Reproduce the part of the records that opens with the line containing "Target: white court line" and closes with the end of the records, switching "shoelace" to "lace" and changing nothing else.

--- Entries ---

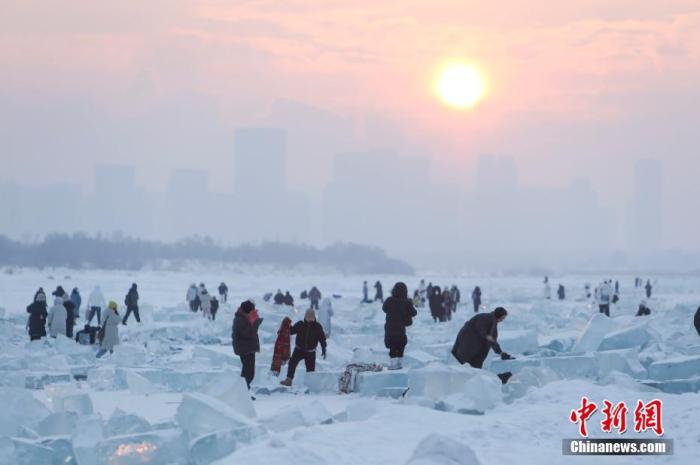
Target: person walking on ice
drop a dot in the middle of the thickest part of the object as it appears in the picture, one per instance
(245, 340)
(399, 315)
(96, 302)
(477, 337)
(309, 334)
(109, 333)
(132, 304)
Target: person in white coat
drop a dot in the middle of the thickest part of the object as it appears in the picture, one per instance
(192, 297)
(110, 330)
(96, 302)
(324, 316)
(205, 303)
(57, 318)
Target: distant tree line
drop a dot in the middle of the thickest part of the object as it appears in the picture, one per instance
(119, 252)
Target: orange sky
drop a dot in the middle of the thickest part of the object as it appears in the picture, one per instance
(552, 66)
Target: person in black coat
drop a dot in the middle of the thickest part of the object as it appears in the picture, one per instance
(315, 297)
(39, 291)
(378, 292)
(643, 310)
(214, 307)
(399, 314)
(477, 337)
(70, 315)
(435, 302)
(223, 292)
(309, 334)
(59, 292)
(244, 337)
(37, 317)
(132, 304)
(476, 298)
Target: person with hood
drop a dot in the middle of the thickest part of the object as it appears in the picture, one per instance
(223, 292)
(435, 302)
(421, 292)
(132, 304)
(314, 297)
(77, 301)
(37, 317)
(365, 294)
(57, 318)
(399, 314)
(205, 303)
(446, 305)
(109, 334)
(324, 316)
(604, 297)
(477, 337)
(96, 302)
(282, 346)
(476, 299)
(244, 337)
(87, 335)
(191, 296)
(214, 307)
(70, 315)
(455, 297)
(378, 292)
(643, 310)
(309, 334)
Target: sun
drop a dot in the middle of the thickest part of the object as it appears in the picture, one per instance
(460, 85)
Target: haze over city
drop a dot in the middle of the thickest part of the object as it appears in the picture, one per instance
(315, 122)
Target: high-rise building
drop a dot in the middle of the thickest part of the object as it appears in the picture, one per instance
(646, 228)
(260, 161)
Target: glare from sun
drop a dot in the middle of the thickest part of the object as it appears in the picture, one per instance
(460, 85)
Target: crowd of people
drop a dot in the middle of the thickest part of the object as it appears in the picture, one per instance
(199, 298)
(61, 318)
(606, 294)
(476, 338)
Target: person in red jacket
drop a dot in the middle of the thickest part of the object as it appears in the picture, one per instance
(282, 346)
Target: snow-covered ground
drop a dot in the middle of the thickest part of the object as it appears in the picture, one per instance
(171, 393)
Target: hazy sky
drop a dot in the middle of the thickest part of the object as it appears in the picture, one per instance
(576, 88)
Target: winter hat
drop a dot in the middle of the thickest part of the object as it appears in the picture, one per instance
(500, 312)
(247, 306)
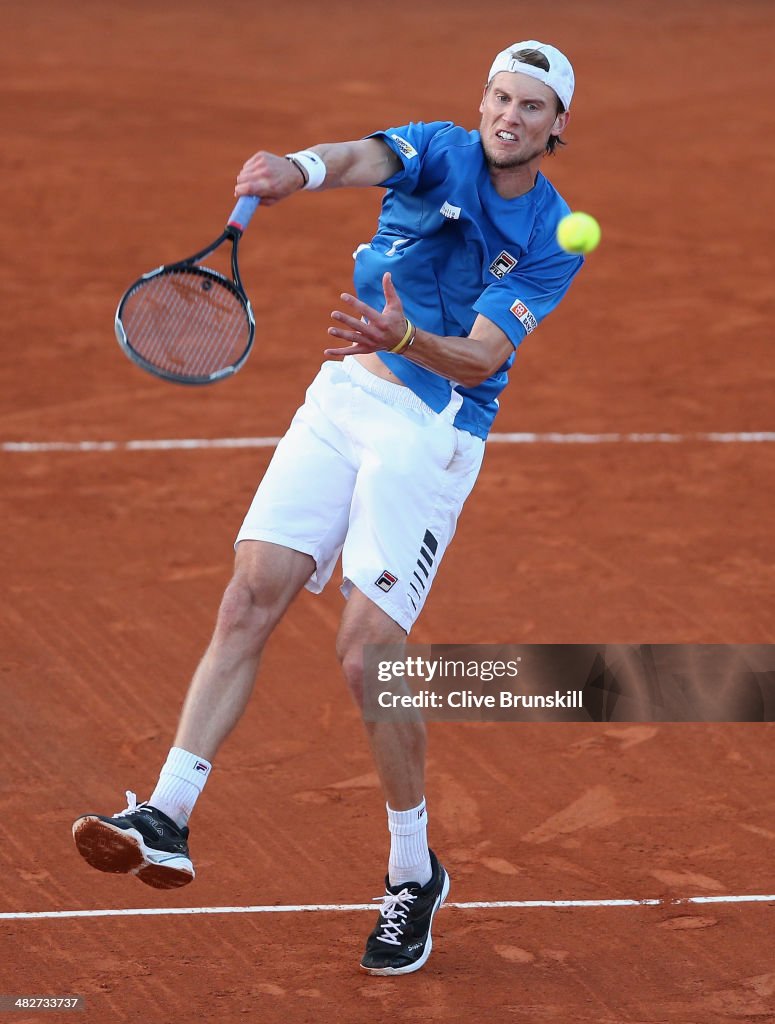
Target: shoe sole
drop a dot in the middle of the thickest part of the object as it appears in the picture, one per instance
(411, 968)
(122, 851)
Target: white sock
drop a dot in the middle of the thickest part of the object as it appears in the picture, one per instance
(179, 785)
(410, 859)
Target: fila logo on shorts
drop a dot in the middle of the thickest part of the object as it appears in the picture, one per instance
(386, 581)
(524, 315)
(406, 147)
(503, 264)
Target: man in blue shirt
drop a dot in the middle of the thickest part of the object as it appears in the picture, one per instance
(380, 459)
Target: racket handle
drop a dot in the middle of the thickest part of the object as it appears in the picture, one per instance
(243, 212)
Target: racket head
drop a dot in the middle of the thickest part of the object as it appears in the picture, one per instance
(186, 324)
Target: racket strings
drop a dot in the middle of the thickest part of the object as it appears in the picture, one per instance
(186, 323)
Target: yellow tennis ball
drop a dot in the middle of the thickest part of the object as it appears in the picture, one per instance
(578, 232)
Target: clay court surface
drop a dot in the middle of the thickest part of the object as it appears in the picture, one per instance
(123, 127)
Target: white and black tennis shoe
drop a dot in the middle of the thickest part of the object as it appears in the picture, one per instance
(137, 841)
(401, 941)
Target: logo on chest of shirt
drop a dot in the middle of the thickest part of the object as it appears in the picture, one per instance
(524, 315)
(503, 264)
(449, 211)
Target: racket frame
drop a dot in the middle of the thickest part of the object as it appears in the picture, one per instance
(232, 231)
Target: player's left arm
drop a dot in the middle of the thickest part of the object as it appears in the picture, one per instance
(469, 360)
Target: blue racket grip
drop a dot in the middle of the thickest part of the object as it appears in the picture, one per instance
(243, 212)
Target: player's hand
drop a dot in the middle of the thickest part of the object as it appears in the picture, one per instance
(366, 329)
(269, 176)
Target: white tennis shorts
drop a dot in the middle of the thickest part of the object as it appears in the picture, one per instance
(369, 471)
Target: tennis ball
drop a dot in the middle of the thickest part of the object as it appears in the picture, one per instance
(578, 232)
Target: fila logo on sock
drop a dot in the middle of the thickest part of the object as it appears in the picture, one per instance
(386, 581)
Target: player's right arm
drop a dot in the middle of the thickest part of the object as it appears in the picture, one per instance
(358, 164)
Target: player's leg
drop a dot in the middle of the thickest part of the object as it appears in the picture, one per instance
(407, 496)
(267, 578)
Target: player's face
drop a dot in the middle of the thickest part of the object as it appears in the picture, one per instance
(519, 114)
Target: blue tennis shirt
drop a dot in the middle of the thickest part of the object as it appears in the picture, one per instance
(455, 249)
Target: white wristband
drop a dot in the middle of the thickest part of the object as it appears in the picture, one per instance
(314, 168)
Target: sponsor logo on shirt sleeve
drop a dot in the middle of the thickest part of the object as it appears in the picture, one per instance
(524, 315)
(406, 147)
(503, 264)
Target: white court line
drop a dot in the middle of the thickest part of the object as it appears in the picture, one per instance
(176, 443)
(307, 907)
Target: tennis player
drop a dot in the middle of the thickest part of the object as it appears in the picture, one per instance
(380, 459)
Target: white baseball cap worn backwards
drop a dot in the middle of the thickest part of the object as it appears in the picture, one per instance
(553, 68)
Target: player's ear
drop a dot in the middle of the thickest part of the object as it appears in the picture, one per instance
(560, 123)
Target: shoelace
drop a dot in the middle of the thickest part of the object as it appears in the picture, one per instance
(393, 909)
(131, 805)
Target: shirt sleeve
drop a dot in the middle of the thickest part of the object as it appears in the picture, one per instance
(523, 298)
(411, 143)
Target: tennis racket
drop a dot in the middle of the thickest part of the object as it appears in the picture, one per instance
(187, 323)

---

*Response below*:
Target: white court line
drop a dot in the middle of the thickest part of the object as it appears in the picture, one per instance
(176, 443)
(307, 907)
Target: tennis player
drop a dot in the middle of the thickest part of the object as it appears in the picture, one per instance
(380, 459)
Target: white baseball cap worn backwards
drop a dot in the middle of the thickest part of the object as it appears in the picture, one per instance
(553, 68)
Target: player's ear
drop a dot in the middle of the thickest part of the object as it appears in the picture, one per instance
(560, 123)
Target: lace
drop a dot in the middle of the thickest part of the object as it appears in the picture, one per instance
(393, 909)
(131, 805)
Target: shirt sleeve
drop a dot in the middle of the thickest part of the object as it appears in the picture, one per instance
(523, 298)
(411, 143)
Target: tennis racket
drop a dot in the middle of the thickest part of the object as it appears in the picture, one per instance
(187, 323)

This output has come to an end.